To-do list
- 1) In the Wesley Clark transcript, where had the young man close to the Chinese leadership spent a year?
- 2) Please carry the Wesley Clark transcript forward, beginning right after its final sentence.
Start Document extract
GENERAL WESLEY CLARK: Well, it depends on how you look at things. I was in China about a year and- almost two years ago now, and I had this wonderful conversation with a young man who's very close to the leadership. And he explained to me China's position. And he said- he's very close to the Chinese leadership. He had a year at Harvard. So, we did this in English. And he said, he said, "For two hundred years," he says, "China has been victimized by its neighbors." He says, "I don't mean America. I mean its neighbors. They have picked at China and picked China apart." He said, "This will never happen again." He jabbed his finger for emphasis. He says, "As for America," he said, "we know that you weren't part of this." He said, "In fact," he said (clears throat), "we know that you and Britain were best friends, and Britain gave you leadership of the world. China wants to become best friends to America so you will give us leadership of the world." Now, (chuckles) do you think that means they're a threat? What does it mean? It means China is a ascending power. They're rising. They're going to be more powerful. In fact, the more we focus on the terrorist threat in the Middle East, the larger China's reach and scope becomes. They're developing military hardware. they've shot down one of their old, old, own old satellites. That scared a lot of people in the United States.
End Document extract
Start Records
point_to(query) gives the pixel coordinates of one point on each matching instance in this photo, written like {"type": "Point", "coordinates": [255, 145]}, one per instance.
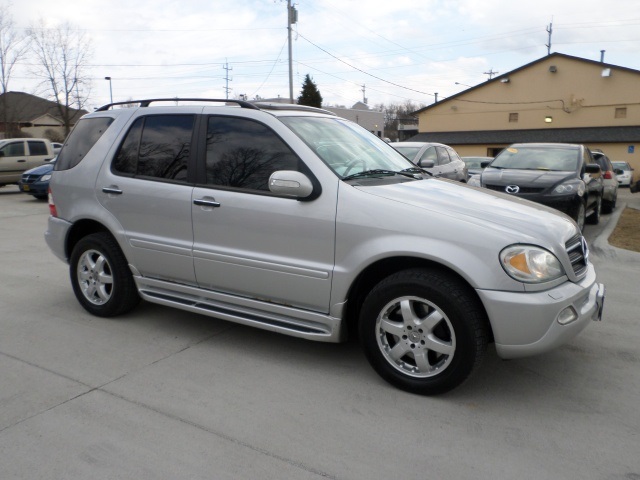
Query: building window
{"type": "Point", "coordinates": [621, 112]}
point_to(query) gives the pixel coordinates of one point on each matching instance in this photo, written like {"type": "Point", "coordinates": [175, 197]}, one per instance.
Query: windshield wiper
{"type": "Point", "coordinates": [378, 171]}
{"type": "Point", "coordinates": [412, 170]}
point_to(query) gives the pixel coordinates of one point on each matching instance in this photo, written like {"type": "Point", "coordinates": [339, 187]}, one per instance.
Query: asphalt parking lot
{"type": "Point", "coordinates": [164, 394]}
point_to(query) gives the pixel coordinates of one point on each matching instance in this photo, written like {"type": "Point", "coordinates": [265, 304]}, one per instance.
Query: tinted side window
{"type": "Point", "coordinates": [37, 148]}
{"type": "Point", "coordinates": [81, 139]}
{"type": "Point", "coordinates": [13, 149]}
{"type": "Point", "coordinates": [157, 146]}
{"type": "Point", "coordinates": [453, 154]}
{"type": "Point", "coordinates": [242, 153]}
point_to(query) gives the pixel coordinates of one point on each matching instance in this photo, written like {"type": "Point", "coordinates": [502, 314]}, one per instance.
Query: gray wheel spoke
{"type": "Point", "coordinates": [408, 313]}
{"type": "Point", "coordinates": [422, 362]}
{"type": "Point", "coordinates": [432, 320]}
{"type": "Point", "coordinates": [398, 351]}
{"type": "Point", "coordinates": [437, 345]}
{"type": "Point", "coordinates": [105, 278]}
{"type": "Point", "coordinates": [393, 328]}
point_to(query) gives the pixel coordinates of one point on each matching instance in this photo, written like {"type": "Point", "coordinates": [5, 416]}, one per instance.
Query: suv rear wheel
{"type": "Point", "coordinates": [423, 331]}
{"type": "Point", "coordinates": [100, 276]}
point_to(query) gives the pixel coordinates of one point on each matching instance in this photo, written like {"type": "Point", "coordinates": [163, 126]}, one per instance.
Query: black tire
{"type": "Point", "coordinates": [100, 276]}
{"type": "Point", "coordinates": [423, 331]}
{"type": "Point", "coordinates": [594, 218]}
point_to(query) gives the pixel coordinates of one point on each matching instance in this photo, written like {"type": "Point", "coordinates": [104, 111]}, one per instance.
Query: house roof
{"type": "Point", "coordinates": [25, 108]}
{"type": "Point", "coordinates": [523, 67]}
{"type": "Point", "coordinates": [556, 135]}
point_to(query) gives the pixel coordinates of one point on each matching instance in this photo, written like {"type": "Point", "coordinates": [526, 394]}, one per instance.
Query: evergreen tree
{"type": "Point", "coordinates": [310, 95]}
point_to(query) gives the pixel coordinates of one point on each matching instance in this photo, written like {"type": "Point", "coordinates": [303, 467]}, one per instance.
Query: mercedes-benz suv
{"type": "Point", "coordinates": [294, 220]}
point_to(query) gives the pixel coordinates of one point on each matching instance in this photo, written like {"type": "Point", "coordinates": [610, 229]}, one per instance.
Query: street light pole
{"type": "Point", "coordinates": [110, 89]}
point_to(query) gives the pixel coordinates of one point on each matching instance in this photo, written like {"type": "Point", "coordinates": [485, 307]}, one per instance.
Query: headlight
{"type": "Point", "coordinates": [569, 188]}
{"type": "Point", "coordinates": [530, 264]}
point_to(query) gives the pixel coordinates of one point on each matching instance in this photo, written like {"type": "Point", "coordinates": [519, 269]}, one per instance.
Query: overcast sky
{"type": "Point", "coordinates": [397, 49]}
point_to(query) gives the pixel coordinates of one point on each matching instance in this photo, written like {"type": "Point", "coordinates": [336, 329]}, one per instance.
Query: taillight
{"type": "Point", "coordinates": [52, 206]}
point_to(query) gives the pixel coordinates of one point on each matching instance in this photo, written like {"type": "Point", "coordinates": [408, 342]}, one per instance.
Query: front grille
{"type": "Point", "coordinates": [578, 254]}
{"type": "Point", "coordinates": [525, 190]}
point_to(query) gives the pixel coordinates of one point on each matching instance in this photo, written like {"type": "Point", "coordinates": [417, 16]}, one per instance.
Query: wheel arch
{"type": "Point", "coordinates": [81, 229]}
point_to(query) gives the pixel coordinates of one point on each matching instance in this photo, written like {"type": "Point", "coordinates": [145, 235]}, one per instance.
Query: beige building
{"type": "Point", "coordinates": [558, 98]}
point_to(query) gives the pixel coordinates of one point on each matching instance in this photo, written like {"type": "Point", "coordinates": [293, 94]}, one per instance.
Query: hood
{"type": "Point", "coordinates": [521, 219]}
{"type": "Point", "coordinates": [541, 179]}
{"type": "Point", "coordinates": [42, 169]}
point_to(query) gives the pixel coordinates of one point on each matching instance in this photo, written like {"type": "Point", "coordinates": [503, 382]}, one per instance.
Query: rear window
{"type": "Point", "coordinates": [81, 139]}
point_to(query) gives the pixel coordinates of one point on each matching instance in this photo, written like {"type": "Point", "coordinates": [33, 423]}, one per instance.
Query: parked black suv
{"type": "Point", "coordinates": [561, 176]}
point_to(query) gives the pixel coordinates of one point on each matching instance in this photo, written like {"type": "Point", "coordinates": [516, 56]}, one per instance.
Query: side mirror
{"type": "Point", "coordinates": [290, 183]}
{"type": "Point", "coordinates": [427, 163]}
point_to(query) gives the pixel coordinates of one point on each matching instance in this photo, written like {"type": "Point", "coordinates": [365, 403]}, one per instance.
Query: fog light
{"type": "Point", "coordinates": [567, 315]}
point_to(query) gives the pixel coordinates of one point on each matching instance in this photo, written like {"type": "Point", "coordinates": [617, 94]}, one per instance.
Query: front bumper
{"type": "Point", "coordinates": [526, 324]}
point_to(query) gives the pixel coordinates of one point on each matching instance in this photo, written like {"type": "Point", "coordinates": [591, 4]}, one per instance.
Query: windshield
{"type": "Point", "coordinates": [409, 152]}
{"type": "Point", "coordinates": [345, 147]}
{"type": "Point", "coordinates": [538, 158]}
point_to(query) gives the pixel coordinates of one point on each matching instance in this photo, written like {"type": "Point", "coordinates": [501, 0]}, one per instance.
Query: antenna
{"type": "Point", "coordinates": [491, 73]}
{"type": "Point", "coordinates": [227, 68]}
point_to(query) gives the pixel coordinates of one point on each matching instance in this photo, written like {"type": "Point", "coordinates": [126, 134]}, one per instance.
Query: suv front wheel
{"type": "Point", "coordinates": [100, 276]}
{"type": "Point", "coordinates": [423, 331]}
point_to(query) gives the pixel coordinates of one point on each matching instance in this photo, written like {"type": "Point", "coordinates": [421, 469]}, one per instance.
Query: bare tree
{"type": "Point", "coordinates": [62, 56]}
{"type": "Point", "coordinates": [13, 47]}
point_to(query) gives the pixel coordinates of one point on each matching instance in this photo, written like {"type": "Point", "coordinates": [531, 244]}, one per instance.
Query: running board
{"type": "Point", "coordinates": [253, 313]}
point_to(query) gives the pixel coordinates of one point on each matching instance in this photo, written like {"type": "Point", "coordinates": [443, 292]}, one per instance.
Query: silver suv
{"type": "Point", "coordinates": [293, 220]}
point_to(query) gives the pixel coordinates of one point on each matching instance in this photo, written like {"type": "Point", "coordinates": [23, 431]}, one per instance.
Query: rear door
{"type": "Point", "coordinates": [148, 189]}
{"type": "Point", "coordinates": [249, 242]}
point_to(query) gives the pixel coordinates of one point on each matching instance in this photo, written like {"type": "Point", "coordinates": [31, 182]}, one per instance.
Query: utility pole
{"type": "Point", "coordinates": [491, 73]}
{"type": "Point", "coordinates": [227, 68]}
{"type": "Point", "coordinates": [549, 31]}
{"type": "Point", "coordinates": [292, 17]}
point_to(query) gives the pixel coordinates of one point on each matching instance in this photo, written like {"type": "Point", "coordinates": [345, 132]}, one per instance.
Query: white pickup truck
{"type": "Point", "coordinates": [20, 154]}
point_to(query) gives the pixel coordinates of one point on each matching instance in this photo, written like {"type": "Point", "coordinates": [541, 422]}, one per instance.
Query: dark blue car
{"type": "Point", "coordinates": [36, 181]}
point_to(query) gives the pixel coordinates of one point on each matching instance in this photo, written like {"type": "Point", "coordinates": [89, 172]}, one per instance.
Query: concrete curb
{"type": "Point", "coordinates": [601, 246]}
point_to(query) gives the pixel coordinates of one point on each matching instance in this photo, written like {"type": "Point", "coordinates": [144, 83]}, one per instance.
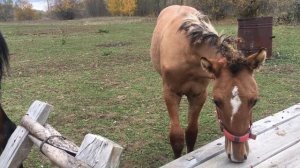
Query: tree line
{"type": "Point", "coordinates": [217, 9]}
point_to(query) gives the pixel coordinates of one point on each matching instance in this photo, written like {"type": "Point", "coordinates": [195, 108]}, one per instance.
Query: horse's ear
{"type": "Point", "coordinates": [211, 66]}
{"type": "Point", "coordinates": [257, 59]}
End Records
Written answers
- 1) At Harvard.

- 2)
Roe Conn: Just to, just to see if the could do it.


GENERAL WESLEY CLARK: To show they proved they could do it.


Roe Conn: Yeah.


GENERAL WESLEY CLARK: It means space isn't secure. They're buying a lot of hardware from the Soviet Union. They're buying the most advanced jets, these 250 mile an hour jet-propelled underwater torpedoes that could be dangerous for our aircraft carriers. They're looking for very silent, conventionally-powered submarines, long range strike aviation, supersonic sea-skimming missiles, all of the sort of modern suite of hardware that would project their power across the Western Pacific. Of course, that's where we are. And-


Roe Conn: Turns out-


GENERAL WESLEY CLARK: -they don't want Taiwan to become independent. We've had a policy of studied neutrality toward this issue since 1979. We won't say we would support Taiwan, and we won't say we won't. We've said a policy of two Chinas, two systems, one China. And, and so, it's a pol-policy of studied ambiguity. It's not clear that we would support Taiwan in the face of an attack by China, but it's not clear to China that we wouldn't. And that's the way we've kept it deliberately. So-


Roe Conn: We do war exercises in the straits there. We, we-


GENERAL WESLEY CLARK: Anything could happen.


Roe Conn: We let them know that, that we're th-

GENERAL WESLEY CLARK: They know what our capabilities are.


Roe Conn: Right, that we're there, we could be there to support them.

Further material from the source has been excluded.